# Directions
For each line in the data below, write an exact copy.

+ + + + +

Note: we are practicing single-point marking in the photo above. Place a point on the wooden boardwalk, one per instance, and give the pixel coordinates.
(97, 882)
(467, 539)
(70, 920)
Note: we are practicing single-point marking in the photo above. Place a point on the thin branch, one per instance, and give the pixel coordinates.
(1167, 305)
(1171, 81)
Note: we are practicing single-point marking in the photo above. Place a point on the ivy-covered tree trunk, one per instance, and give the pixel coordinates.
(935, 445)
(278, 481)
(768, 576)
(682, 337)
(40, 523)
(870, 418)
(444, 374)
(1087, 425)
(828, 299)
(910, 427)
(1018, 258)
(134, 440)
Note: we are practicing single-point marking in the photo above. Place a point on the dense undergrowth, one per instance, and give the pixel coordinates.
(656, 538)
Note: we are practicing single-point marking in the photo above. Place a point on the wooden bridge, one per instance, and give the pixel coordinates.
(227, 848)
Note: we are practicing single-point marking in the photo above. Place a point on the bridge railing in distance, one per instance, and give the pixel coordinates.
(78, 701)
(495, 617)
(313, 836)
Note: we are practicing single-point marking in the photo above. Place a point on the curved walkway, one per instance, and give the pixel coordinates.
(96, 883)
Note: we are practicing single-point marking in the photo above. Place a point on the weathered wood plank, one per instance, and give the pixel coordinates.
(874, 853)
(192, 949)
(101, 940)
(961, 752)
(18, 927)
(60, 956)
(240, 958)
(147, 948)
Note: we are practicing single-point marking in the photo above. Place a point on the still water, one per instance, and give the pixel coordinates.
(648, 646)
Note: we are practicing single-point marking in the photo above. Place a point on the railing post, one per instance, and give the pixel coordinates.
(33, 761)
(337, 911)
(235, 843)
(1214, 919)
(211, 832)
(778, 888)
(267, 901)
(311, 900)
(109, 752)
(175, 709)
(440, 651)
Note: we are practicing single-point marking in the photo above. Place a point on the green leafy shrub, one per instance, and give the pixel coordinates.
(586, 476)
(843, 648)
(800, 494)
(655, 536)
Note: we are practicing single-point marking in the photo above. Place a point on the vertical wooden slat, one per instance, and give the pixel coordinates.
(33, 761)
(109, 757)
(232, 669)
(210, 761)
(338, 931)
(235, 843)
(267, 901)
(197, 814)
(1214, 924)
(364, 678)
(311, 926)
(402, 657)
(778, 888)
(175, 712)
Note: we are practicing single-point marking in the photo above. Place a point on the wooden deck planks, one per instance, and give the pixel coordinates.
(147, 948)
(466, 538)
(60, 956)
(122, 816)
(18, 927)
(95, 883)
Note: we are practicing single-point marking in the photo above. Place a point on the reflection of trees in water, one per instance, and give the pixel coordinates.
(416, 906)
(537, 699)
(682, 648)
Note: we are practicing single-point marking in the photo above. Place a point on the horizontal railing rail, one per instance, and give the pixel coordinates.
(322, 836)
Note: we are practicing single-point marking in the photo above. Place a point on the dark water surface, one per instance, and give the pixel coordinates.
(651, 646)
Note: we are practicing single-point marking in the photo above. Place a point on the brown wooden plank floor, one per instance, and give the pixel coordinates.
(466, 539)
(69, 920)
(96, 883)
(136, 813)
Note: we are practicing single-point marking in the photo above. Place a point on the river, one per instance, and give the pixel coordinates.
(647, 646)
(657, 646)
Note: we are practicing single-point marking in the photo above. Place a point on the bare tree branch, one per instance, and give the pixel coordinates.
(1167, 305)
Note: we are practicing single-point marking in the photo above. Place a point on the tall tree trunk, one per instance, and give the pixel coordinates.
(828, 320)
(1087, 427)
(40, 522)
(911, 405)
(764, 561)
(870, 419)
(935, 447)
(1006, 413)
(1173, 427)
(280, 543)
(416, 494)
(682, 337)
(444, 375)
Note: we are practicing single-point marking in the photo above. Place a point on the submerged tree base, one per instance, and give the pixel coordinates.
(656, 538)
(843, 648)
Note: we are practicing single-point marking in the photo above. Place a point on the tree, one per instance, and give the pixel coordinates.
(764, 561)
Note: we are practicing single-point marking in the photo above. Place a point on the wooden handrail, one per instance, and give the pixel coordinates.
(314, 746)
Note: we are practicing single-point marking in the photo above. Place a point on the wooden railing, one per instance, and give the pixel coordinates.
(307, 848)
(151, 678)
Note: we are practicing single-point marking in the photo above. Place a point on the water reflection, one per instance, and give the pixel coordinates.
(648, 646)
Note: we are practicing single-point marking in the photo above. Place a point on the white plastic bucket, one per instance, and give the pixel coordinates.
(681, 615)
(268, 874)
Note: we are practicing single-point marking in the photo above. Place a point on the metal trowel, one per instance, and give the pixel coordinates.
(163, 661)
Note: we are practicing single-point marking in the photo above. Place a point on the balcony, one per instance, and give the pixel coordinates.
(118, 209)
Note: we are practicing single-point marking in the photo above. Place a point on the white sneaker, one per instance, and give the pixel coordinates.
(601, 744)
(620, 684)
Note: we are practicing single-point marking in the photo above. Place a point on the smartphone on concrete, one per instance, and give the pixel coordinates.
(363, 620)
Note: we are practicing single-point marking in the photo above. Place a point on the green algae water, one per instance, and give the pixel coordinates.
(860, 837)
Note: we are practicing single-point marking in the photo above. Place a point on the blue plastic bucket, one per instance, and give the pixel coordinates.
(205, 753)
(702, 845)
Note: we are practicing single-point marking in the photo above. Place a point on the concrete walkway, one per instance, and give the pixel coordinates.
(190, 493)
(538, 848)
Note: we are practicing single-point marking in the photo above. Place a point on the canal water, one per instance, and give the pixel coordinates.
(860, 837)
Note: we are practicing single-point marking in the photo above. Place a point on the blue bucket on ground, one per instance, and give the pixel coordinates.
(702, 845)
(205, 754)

+ + + + +

# Response area
Note: we are practicing single-point marking in the photo above. Place a point on the wooden boardwalk, one per instance, and give the pixel coordinates.
(97, 882)
(467, 539)
(70, 920)
Note: we are practicing single-point marking in the photo above. Place a point on the thin branch, one per instance, and give the pixel coordinates.
(1167, 305)
(1171, 81)
Note: we are practicing single-point marking in the photo above. Place a point on the ivy-covered tree trunk, one per instance, and give the pixel coordinates.
(935, 445)
(278, 481)
(768, 576)
(682, 337)
(40, 523)
(870, 418)
(444, 374)
(1087, 425)
(828, 299)
(910, 427)
(1018, 258)
(134, 440)
Note: we are practicing single-point marking in the photo above. Place a point on the dense undergrowth, one per instance, and give the pixel coordinates.
(656, 538)
Note: we are practicing single-point marking in the photo above. Place a point on the wooden bridge, one per instance, and give the pixel coordinates.
(227, 848)
Note: we are practicing single-point marking in the photo above. Place a point on the bridge railing in distance, one per instance, and give the pixel coordinates.
(78, 701)
(495, 617)
(313, 836)
Note: we are practicing single-point marking in the photo above. Place a point on the curved walkway, one per instance, and give the pixel coordinates.
(96, 883)
Note: we are practicing single-point marking in the photo above. Place a point on the weathered wood plank, one per instance, and give the pixel coordinates.
(874, 853)
(192, 949)
(101, 940)
(961, 752)
(18, 927)
(60, 956)
(240, 958)
(147, 948)
Note: we are practicing single-point marking in the photo above. Place a point on the still water, one per instance, and give the pixel coordinates.
(648, 646)
Note: we are practicing single-point marking in the photo above. Place a point on the railing post, one per instance, and give the pixel coordinates.
(33, 761)
(337, 911)
(235, 843)
(1214, 919)
(211, 832)
(778, 888)
(267, 901)
(311, 900)
(109, 752)
(175, 709)
(440, 651)
Note: we are practicing single-point marking in the photo above. Place a point on the green leafy shrub, one per instance, and give the pixel coordinates.
(586, 476)
(843, 648)
(800, 494)
(655, 536)
Note: we are practicing single-point marking in the photo above. Place a point on the vertical wooden slat, one per instance, and give the pixel coordinates.
(33, 761)
(109, 757)
(232, 669)
(210, 761)
(338, 931)
(235, 843)
(267, 901)
(197, 814)
(1214, 924)
(364, 678)
(311, 926)
(402, 657)
(778, 888)
(175, 712)
Note: we are practicing single-point marking in the photo above. Place a point on the wooden deck planks, one per instance, and give the pixel coordinates.
(147, 948)
(466, 538)
(60, 956)
(122, 816)
(18, 927)
(95, 883)
Note: we are practicing single-point marking in the photo above. Place a point on the reflection of trees in water, one per instance, and give the pixel coordinates.
(416, 906)
(537, 699)
(682, 648)
Note: we are practicing single-point marking in the photo above. Place a point on the horizontal railing rail, one per instance, and give the pixel coordinates.
(322, 836)
Note: we are practicing single-point marking in the photo above. Place a point on the dark water surface, one per instance, and give the pixel coordinates.
(651, 646)
Note: we are practicing single-point marking in the photo above. Place a point on the brown wooden plank floor, one per instance, and give the pixel coordinates.
(466, 539)
(69, 920)
(96, 883)
(136, 813)
Note: we are practicing single-point marking in the photo above. Place a point on the river, one per instance, and give the pixel coordinates.
(647, 646)
(657, 646)
Note: we are practicing single-point marking in the photo above. Place a point on the bare tree branch, one per instance, and give the pixel coordinates.
(1167, 305)
Note: we are practicing single-point marking in the photo above. Place a point on the tall tree trunk, one per instance, and give the pixel coordinates.
(828, 320)
(1087, 427)
(40, 522)
(911, 405)
(764, 561)
(870, 419)
(935, 447)
(1006, 413)
(1173, 427)
(280, 543)
(416, 494)
(682, 337)
(444, 375)
Note: we are practicing single-point marking in the photo above. Place a point on the submerged tree base, one per instance, and give the pixel coordinates.
(656, 538)
(843, 648)
Note: we are practicing single-point marking in the photo above. Place a point on the tree, one per instance, and give the pixel coordinates.
(764, 561)
Note: we are practicing single-point marking in the photo above. Place a point on the wooden handrail, one per instance, and give the pixel coordinates.
(314, 746)
Note: we are practicing single-point marking in the photo above. Place a point on the wooden railing, one per instance, and give the pixel coordinates.
(307, 848)
(151, 678)
Note: we are practicing single-point marking in the photo above. Place a point on the water reflection, one per instance, and give the pixel coordinates.
(648, 646)
Note: we are practicing single-point marking in the photo above. Place a point on the white plastic bucket, one per instance, and give the pixel coordinates.
(681, 615)
(268, 874)
Note: we are practicing single-point marking in the photo above. Place a point on the metal trowel, one per instance, and give the pixel coordinates.
(163, 661)
Note: we are practicing single-point marking in the photo above. Place a point on the balcony, one per instance, and give the pixel coordinates.
(118, 209)
Note: we are practicing single-point marking in the photo above. Place a point on the white sneaker, one per instance, and give the pixel coordinates.
(601, 744)
(620, 684)
Note: we are practicing single-point marking in the photo above. Place a point on the smartphone on concrete, one per instance, and give the pixel coordinates.
(363, 620)
Note: we are practicing single-point marking in the photo above. Place a point on the green algae water, one per instance, and give the pixel coordinates.
(860, 837)
Note: we are practicing single-point marking in the photo above. Place a point on the blue plastic bucket, one per instance, and give the pixel coordinates.
(205, 753)
(702, 845)
Note: we are practicing single-point marking in the photo above. Place a point on the concrete walkway, one per instance, and give the pixel coordinates.
(190, 493)
(538, 848)
Note: we are practicing single-point marking in the photo above. Place a point on the canal water, one per instance, and give the pixel coordinates.
(860, 837)
Note: we are practicing single-point marking in the photo above. Place a point on the blue bucket on ground, one per instance, and give the pixel coordinates.
(702, 845)
(205, 754)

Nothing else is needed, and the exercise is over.